■ Items from a dataset ■

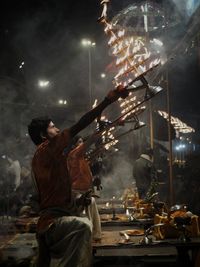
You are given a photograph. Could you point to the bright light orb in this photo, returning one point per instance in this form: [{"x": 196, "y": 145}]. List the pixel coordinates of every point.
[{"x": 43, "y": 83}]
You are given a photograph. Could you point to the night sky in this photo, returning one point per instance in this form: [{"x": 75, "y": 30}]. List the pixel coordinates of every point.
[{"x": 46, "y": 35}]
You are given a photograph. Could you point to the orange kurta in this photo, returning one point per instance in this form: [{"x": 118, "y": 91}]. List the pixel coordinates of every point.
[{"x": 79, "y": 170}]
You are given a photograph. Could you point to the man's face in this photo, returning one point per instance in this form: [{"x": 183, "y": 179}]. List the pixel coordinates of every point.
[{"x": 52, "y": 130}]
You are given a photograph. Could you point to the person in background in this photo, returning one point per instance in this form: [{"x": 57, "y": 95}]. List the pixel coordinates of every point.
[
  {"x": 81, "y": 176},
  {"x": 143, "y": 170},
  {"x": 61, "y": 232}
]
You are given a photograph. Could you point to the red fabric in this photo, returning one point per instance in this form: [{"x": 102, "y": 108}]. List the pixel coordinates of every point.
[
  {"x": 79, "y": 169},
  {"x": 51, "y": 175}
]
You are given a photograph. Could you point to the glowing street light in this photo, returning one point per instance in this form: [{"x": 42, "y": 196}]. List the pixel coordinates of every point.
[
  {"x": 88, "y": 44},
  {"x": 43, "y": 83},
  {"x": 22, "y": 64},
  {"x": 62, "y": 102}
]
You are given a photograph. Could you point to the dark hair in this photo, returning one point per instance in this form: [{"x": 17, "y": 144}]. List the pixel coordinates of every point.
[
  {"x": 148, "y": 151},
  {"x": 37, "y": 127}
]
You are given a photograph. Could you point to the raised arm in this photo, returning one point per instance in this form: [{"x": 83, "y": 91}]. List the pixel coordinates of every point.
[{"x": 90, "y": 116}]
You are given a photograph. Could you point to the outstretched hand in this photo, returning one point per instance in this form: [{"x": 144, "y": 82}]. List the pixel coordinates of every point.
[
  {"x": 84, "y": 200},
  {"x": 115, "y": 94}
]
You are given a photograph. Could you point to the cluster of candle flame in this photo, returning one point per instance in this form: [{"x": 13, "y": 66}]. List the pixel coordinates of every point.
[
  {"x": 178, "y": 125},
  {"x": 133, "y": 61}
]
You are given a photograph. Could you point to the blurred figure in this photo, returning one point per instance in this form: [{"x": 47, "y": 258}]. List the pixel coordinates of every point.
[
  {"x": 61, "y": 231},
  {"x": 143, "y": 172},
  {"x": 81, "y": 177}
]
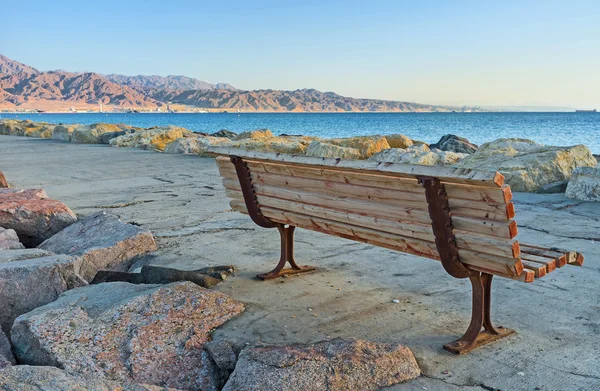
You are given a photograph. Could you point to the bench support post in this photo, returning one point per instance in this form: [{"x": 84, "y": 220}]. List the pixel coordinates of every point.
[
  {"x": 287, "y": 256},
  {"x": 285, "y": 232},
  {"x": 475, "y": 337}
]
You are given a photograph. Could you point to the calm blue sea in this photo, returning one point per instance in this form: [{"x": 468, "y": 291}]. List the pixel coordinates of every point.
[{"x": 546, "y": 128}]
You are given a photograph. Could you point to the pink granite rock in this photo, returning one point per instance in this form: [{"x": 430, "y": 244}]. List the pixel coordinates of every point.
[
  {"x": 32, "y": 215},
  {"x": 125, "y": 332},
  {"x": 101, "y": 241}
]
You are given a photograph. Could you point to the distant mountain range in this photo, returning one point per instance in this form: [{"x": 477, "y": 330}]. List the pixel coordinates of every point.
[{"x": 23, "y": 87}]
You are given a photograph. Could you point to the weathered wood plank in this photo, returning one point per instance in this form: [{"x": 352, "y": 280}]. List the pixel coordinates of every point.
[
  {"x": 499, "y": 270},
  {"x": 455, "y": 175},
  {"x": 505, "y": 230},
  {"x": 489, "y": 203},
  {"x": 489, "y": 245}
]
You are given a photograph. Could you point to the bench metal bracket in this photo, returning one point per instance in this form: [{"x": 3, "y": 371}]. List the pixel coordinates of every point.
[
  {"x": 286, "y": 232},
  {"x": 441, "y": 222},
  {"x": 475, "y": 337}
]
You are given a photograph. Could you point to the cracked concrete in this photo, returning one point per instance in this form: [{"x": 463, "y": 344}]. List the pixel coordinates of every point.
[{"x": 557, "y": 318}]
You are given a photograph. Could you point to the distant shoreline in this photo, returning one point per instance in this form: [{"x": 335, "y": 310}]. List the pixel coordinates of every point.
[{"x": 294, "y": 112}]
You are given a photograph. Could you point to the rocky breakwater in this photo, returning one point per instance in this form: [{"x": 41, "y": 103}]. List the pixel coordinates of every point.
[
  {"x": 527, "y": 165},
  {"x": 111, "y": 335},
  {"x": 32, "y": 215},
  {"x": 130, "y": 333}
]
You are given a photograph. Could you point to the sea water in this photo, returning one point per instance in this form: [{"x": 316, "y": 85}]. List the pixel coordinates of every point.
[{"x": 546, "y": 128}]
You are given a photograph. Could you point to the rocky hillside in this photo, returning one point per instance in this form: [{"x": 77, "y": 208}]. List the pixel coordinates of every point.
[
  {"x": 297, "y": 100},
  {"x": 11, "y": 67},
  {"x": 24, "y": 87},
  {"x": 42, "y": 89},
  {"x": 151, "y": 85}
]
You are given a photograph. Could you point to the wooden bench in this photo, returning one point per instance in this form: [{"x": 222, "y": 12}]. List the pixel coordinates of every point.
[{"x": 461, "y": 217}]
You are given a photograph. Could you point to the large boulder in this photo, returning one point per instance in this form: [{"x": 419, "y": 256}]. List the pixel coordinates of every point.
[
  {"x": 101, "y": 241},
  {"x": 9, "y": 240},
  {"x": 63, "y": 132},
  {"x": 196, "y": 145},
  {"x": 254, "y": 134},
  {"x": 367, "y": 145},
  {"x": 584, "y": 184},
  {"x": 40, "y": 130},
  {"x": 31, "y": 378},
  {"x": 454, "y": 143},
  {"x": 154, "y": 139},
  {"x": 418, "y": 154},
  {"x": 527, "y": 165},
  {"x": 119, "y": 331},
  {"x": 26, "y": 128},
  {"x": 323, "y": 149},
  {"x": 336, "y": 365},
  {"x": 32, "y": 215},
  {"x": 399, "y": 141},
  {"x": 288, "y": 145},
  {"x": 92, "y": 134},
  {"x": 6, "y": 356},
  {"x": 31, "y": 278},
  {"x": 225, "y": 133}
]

...

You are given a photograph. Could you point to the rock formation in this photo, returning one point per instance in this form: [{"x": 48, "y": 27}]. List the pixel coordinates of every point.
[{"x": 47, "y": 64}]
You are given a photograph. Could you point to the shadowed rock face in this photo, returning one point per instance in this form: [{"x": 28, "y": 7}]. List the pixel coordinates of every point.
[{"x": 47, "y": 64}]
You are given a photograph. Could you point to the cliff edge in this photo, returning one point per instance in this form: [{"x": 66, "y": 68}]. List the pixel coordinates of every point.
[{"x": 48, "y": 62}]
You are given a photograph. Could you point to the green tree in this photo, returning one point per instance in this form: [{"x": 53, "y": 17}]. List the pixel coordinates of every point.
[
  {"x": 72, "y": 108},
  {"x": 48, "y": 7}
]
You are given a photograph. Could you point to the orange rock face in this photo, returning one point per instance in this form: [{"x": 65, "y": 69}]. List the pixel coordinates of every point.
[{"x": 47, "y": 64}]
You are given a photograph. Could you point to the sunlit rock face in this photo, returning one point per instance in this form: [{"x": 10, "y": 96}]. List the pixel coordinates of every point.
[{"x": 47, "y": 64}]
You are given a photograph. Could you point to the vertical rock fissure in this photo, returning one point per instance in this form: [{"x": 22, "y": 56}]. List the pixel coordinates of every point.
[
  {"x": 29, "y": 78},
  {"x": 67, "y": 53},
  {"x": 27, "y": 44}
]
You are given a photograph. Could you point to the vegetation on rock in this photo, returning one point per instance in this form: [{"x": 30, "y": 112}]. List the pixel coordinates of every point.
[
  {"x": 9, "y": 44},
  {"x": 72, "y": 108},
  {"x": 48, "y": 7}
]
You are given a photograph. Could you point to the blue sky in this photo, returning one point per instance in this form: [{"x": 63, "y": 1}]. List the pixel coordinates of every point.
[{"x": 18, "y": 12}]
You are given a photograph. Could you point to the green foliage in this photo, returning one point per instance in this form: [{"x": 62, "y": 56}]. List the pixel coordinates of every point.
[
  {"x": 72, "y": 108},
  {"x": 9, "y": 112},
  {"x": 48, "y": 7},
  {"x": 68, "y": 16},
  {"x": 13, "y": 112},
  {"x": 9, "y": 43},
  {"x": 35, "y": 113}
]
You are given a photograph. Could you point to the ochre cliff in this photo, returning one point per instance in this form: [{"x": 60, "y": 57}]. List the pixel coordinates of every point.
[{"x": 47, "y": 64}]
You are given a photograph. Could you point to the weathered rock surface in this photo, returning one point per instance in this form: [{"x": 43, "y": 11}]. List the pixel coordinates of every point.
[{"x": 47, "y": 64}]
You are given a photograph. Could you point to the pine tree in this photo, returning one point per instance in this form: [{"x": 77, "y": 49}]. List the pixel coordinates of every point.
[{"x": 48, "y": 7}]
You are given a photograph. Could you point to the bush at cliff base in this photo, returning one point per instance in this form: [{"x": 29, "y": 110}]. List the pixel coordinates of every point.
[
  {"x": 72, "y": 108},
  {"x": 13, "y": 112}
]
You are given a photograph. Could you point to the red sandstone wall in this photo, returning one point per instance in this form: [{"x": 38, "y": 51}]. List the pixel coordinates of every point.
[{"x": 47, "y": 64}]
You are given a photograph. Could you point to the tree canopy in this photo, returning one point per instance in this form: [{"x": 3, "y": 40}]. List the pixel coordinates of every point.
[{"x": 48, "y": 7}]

■ THE TASK ■
How many lines of the items contain the word "blue"? Reply with the number only.

■ THE RESULT ■
2